* [Task brief]: For the data below, give again exactly the lines from the one containing "x=108, y=127" through the one containing "x=553, y=181", both ends included, and no others.

* [Data for this task]:
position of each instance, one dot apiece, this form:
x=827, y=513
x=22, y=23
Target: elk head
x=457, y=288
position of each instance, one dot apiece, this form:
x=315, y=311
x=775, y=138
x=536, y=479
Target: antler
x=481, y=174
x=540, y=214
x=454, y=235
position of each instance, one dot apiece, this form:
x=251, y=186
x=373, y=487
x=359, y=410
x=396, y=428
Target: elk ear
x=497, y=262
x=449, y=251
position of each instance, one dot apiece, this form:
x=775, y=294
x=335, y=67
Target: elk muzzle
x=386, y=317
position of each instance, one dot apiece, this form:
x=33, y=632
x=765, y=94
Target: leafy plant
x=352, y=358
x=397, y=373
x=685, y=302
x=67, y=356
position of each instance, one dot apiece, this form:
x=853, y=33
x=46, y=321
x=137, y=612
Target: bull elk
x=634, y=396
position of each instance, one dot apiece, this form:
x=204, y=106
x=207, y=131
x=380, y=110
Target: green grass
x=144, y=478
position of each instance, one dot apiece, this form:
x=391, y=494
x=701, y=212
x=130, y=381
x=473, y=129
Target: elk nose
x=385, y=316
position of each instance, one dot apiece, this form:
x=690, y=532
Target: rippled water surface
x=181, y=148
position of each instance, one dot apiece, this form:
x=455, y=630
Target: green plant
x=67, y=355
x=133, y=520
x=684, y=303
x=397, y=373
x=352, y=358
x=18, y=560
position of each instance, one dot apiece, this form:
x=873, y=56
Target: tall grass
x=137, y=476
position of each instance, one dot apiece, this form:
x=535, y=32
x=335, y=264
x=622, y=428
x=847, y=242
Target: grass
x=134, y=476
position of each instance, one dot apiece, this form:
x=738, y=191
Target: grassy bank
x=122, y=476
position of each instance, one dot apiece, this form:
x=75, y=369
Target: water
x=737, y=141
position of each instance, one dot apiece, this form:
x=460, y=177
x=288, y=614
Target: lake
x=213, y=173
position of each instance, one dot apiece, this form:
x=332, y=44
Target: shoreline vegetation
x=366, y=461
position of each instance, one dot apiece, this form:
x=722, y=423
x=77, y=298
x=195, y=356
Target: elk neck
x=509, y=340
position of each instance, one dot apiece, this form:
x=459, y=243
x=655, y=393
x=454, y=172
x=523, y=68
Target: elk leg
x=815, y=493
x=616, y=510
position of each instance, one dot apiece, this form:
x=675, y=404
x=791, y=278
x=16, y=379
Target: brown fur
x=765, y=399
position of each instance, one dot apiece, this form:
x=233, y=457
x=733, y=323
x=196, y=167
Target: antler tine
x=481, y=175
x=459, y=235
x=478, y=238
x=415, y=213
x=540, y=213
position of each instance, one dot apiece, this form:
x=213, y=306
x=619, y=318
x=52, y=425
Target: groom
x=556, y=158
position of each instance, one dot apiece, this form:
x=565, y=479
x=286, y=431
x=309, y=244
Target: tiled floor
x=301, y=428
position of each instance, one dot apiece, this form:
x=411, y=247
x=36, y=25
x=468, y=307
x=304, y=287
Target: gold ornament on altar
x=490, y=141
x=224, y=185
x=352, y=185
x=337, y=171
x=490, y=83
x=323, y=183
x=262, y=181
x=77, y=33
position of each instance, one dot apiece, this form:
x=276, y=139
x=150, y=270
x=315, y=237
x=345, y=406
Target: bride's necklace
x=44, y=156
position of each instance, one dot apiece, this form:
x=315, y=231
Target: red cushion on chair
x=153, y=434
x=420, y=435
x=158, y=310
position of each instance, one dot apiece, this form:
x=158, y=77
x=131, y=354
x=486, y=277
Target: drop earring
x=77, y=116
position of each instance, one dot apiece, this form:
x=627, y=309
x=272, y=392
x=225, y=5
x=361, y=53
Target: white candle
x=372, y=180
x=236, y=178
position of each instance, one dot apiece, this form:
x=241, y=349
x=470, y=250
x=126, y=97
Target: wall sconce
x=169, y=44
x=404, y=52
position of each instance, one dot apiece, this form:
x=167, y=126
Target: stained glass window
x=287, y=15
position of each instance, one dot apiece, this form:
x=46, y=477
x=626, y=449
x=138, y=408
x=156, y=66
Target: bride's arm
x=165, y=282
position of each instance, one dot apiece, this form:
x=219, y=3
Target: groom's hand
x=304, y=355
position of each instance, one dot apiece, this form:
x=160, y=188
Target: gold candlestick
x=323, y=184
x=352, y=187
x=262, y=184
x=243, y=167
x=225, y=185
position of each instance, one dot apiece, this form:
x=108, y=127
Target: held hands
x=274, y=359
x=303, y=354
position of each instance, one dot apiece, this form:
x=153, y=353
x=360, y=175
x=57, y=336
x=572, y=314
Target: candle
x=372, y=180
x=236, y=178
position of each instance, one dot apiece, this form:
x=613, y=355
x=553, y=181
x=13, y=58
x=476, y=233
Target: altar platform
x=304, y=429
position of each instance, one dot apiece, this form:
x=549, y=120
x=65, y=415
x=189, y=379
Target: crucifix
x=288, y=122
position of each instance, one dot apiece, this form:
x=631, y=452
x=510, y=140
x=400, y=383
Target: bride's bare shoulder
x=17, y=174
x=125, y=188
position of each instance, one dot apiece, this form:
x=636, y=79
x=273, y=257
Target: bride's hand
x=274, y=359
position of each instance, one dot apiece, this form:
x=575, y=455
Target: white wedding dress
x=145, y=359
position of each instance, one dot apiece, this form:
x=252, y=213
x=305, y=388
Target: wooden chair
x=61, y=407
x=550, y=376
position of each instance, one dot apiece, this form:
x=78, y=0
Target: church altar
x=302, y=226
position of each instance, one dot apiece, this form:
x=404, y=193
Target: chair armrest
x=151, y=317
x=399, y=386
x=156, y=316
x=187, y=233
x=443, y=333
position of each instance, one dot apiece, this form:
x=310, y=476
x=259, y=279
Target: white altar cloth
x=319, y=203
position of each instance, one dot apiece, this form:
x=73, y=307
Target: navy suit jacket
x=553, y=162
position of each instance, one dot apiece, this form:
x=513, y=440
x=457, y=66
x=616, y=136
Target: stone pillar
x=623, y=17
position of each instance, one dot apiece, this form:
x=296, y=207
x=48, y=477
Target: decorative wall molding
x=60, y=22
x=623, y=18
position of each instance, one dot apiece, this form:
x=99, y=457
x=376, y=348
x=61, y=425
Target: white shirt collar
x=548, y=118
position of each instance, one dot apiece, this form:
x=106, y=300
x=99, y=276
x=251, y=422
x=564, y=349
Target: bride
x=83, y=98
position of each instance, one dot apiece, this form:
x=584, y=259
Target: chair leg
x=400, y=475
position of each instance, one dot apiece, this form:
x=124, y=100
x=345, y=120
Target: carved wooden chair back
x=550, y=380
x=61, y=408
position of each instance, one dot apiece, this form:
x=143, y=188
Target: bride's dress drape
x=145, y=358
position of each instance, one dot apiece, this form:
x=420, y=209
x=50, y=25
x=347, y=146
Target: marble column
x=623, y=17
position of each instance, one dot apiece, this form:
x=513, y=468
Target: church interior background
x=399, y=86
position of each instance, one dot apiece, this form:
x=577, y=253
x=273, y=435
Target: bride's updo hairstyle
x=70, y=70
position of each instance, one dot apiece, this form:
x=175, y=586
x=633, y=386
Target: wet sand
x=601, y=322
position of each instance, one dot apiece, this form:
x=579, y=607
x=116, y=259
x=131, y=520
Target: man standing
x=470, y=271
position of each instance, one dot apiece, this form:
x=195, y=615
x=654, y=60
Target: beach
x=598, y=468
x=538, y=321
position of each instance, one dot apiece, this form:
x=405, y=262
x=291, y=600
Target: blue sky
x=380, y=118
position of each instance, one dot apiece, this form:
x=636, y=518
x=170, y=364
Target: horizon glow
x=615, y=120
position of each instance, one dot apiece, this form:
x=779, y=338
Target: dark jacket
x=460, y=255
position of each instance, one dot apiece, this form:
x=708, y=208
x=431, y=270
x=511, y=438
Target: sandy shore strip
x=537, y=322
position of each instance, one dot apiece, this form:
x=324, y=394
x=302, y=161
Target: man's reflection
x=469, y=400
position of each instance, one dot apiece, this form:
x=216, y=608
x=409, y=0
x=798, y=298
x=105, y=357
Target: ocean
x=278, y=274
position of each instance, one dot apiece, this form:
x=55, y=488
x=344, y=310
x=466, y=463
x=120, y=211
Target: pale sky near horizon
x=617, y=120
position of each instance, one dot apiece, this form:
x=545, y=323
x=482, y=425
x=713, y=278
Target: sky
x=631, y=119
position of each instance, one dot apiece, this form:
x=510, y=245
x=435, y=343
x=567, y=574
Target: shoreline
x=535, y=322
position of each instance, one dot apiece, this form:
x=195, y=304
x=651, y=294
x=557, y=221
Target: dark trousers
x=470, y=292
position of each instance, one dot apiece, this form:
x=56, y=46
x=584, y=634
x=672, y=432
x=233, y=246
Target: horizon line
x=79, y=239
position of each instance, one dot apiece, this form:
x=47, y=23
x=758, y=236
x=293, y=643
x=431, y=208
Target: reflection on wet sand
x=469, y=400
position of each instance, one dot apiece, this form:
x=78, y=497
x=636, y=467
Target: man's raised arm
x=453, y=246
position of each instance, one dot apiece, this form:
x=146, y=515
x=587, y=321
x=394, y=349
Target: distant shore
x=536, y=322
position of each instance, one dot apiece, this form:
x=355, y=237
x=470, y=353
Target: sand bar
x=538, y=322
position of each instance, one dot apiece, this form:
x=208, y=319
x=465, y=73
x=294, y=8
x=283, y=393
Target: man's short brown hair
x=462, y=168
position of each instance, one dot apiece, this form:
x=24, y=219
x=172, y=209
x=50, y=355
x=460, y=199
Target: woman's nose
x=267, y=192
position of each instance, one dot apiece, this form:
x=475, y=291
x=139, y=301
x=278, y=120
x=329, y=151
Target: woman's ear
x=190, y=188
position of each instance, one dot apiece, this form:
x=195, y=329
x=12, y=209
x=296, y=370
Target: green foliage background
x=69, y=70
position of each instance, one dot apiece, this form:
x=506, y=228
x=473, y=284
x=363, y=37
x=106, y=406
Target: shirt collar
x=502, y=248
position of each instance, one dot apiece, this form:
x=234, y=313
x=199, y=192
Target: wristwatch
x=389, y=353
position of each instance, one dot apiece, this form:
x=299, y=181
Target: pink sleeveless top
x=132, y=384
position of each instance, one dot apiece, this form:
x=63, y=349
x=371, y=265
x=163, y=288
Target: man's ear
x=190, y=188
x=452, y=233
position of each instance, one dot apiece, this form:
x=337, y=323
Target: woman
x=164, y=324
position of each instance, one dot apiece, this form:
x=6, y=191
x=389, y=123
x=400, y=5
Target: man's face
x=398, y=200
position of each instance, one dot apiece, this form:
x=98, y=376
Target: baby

* [Output of the exercise]:
x=108, y=127
Target: held hands
x=274, y=359
x=303, y=354
position of each instance, one dot apiece, this form:
x=153, y=353
x=360, y=175
x=57, y=336
x=572, y=314
Target: candle
x=372, y=180
x=236, y=178
position of each instance, one dot apiece, this form:
x=613, y=355
x=553, y=181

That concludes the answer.